- [PROBLEM DESCRIPTION]:
Your task is to copy each line of the material that holds the word "reflection".

- [DATA LISTING]:
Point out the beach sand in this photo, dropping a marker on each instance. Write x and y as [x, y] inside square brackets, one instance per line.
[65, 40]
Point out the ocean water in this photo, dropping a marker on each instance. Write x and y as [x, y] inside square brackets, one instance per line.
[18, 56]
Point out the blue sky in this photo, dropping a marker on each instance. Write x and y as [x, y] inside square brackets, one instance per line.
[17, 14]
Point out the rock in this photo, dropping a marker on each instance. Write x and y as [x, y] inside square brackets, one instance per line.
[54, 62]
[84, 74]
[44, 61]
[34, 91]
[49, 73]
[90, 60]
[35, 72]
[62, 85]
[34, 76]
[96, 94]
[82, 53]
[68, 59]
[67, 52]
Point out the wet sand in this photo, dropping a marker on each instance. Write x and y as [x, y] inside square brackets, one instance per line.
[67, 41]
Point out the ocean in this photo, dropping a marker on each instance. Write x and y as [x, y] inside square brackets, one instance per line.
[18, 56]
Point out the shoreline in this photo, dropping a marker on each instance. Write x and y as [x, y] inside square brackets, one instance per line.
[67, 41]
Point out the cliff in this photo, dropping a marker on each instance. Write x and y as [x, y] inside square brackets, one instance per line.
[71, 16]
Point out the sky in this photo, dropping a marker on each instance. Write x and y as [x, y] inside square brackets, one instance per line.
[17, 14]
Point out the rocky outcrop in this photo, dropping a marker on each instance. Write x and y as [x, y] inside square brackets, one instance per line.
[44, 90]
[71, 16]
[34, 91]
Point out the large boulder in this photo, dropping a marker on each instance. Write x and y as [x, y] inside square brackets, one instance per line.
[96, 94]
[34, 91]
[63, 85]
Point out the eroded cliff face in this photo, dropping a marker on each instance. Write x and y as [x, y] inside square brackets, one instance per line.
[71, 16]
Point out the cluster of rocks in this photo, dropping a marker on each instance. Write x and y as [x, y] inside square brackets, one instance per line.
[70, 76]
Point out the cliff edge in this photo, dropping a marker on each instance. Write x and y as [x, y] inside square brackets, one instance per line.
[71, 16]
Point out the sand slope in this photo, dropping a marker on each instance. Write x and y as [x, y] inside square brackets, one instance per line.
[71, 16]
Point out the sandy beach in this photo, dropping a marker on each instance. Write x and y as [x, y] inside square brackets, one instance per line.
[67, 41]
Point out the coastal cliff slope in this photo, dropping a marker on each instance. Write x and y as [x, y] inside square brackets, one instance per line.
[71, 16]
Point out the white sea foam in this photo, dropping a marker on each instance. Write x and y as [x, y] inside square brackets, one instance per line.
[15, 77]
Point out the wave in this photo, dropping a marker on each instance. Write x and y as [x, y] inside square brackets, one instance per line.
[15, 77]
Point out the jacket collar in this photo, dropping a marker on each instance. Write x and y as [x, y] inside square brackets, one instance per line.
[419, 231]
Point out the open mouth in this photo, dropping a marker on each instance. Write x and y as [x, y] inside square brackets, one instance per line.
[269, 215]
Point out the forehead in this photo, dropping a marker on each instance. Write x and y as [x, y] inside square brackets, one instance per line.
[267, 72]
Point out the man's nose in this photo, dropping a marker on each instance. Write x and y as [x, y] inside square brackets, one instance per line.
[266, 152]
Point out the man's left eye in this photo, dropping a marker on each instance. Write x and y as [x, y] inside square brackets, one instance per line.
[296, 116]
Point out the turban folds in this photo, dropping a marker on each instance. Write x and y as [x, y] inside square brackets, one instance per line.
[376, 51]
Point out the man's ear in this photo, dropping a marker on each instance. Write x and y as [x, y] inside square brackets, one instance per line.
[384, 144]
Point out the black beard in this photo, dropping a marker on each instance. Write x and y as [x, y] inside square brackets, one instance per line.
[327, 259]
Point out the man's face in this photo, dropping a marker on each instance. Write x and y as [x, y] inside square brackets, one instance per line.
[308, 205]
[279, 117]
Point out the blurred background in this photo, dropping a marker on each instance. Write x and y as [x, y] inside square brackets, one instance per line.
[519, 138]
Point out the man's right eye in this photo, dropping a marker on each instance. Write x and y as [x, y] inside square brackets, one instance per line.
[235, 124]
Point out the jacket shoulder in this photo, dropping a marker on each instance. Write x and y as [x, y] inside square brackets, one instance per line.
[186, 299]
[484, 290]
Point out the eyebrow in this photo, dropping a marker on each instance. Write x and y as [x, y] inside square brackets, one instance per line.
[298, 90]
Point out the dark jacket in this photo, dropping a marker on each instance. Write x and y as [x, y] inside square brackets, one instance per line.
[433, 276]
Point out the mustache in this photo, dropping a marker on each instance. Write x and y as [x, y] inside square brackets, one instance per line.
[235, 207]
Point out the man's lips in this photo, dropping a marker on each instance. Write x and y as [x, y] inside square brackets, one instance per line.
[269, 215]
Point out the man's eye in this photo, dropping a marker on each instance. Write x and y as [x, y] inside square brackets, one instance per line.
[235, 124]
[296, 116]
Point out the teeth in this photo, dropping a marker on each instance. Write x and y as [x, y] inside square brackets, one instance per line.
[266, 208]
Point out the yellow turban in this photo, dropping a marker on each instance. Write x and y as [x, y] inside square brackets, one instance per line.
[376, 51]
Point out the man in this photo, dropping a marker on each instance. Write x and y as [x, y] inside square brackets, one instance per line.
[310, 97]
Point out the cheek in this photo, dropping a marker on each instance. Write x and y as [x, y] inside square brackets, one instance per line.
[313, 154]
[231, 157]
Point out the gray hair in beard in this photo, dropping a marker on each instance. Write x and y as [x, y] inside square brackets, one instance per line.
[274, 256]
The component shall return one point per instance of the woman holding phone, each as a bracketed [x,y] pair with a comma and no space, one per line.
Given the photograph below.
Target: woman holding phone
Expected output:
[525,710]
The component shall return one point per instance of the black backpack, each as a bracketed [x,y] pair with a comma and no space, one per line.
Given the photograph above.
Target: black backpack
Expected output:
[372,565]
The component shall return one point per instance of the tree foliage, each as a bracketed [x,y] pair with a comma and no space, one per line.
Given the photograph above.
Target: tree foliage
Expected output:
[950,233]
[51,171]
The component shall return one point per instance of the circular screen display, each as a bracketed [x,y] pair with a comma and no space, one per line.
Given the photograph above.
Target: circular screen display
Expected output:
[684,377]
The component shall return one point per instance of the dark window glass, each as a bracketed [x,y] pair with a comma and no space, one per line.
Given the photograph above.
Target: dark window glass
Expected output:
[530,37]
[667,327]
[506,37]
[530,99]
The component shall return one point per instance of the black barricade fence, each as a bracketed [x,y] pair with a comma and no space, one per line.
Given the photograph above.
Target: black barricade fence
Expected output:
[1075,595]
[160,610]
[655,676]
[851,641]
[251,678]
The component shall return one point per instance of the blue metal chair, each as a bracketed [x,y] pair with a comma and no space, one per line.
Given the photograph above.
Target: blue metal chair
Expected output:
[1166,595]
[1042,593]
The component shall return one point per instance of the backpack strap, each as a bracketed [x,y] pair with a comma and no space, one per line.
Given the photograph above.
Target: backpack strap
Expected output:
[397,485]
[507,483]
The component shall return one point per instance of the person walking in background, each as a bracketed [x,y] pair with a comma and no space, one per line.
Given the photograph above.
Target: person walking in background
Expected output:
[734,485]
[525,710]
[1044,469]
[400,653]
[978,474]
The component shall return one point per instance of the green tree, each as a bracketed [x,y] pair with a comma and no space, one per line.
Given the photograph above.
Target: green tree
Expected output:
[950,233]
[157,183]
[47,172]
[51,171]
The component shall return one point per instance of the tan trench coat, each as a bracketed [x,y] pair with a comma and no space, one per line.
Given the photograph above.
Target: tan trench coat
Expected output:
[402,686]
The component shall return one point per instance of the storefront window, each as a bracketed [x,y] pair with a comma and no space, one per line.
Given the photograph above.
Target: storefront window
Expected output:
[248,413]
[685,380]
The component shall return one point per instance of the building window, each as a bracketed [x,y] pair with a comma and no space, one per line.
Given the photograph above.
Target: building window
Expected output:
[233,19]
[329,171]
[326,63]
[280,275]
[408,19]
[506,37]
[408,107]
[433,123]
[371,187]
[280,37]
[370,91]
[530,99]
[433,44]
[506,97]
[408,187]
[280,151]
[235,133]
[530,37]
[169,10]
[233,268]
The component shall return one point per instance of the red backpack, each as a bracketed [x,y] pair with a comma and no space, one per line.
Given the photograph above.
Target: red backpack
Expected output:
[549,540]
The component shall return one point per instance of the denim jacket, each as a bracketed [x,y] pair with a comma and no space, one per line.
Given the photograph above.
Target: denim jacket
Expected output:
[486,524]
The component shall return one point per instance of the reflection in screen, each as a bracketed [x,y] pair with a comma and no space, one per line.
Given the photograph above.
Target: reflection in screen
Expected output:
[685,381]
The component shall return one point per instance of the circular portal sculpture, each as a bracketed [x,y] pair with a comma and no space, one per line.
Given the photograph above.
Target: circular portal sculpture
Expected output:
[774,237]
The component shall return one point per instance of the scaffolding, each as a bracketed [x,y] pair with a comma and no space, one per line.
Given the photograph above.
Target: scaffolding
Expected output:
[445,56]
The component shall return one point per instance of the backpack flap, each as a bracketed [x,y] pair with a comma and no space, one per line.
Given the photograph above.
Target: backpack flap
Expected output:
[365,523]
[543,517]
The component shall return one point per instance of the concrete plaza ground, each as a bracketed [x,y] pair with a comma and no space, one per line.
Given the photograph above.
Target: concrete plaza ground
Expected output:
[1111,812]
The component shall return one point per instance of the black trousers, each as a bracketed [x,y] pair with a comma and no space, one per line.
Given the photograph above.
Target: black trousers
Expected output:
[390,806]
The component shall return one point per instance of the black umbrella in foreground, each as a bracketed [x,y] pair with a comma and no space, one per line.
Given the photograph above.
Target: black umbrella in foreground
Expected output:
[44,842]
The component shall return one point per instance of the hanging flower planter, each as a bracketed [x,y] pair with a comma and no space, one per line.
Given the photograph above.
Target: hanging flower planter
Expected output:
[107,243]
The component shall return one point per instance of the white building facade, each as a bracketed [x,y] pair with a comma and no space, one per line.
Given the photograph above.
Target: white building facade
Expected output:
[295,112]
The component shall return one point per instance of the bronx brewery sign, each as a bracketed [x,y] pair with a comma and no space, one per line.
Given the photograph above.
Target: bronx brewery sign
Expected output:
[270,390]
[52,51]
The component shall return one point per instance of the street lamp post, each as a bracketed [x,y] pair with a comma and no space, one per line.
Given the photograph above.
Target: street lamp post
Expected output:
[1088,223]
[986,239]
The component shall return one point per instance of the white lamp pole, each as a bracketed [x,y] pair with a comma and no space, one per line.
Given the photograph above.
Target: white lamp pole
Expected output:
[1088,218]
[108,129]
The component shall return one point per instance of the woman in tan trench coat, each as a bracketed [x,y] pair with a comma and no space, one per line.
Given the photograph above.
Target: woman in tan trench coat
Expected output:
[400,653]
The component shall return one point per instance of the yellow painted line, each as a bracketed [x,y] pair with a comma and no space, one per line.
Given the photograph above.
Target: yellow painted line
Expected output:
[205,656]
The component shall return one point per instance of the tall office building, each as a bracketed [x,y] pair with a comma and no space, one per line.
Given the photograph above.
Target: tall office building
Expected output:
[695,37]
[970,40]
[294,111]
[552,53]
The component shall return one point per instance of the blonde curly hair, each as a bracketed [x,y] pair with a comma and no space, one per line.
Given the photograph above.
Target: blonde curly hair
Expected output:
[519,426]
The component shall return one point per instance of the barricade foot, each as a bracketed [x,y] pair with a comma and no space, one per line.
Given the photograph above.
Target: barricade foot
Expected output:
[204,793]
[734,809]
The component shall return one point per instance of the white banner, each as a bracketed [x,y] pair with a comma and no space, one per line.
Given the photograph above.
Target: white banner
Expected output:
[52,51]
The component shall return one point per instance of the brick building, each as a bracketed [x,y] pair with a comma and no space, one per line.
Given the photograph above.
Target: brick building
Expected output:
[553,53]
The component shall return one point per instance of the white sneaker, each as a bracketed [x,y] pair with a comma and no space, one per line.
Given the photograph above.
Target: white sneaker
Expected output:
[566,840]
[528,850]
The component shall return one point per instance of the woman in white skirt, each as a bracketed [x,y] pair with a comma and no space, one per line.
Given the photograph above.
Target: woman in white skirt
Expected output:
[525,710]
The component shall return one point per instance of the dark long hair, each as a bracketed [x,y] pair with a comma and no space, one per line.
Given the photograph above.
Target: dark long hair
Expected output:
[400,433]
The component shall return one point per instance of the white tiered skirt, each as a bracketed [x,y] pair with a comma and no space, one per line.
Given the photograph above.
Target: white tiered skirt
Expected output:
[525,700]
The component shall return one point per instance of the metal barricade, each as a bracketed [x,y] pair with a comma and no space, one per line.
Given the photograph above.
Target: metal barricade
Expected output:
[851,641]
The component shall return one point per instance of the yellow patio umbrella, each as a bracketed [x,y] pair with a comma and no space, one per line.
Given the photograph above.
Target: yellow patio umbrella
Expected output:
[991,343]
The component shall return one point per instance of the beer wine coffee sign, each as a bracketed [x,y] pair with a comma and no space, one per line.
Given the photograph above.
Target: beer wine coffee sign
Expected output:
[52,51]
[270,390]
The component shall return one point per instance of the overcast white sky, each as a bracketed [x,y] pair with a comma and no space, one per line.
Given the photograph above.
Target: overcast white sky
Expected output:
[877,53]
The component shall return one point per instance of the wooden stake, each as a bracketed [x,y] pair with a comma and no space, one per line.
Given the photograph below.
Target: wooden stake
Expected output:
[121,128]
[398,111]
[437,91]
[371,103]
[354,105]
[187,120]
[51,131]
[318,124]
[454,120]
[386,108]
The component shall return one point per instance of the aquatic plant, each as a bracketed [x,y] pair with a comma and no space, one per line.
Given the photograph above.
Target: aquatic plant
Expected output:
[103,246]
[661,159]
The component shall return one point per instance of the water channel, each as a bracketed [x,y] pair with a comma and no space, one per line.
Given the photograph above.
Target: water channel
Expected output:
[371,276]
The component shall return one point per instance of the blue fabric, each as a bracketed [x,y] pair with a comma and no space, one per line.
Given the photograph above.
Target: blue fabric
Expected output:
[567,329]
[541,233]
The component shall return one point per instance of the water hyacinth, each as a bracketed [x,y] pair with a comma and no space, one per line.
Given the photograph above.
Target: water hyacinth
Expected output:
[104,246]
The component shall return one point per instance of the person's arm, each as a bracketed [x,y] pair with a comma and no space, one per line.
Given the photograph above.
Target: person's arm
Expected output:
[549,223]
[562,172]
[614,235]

- [EXERCISE ANSWER]:
The component shall return one point per instance of the reflection in screen, each as a bracketed [x,y] pair with a comma and no space, one per line.
Target: reflection in screen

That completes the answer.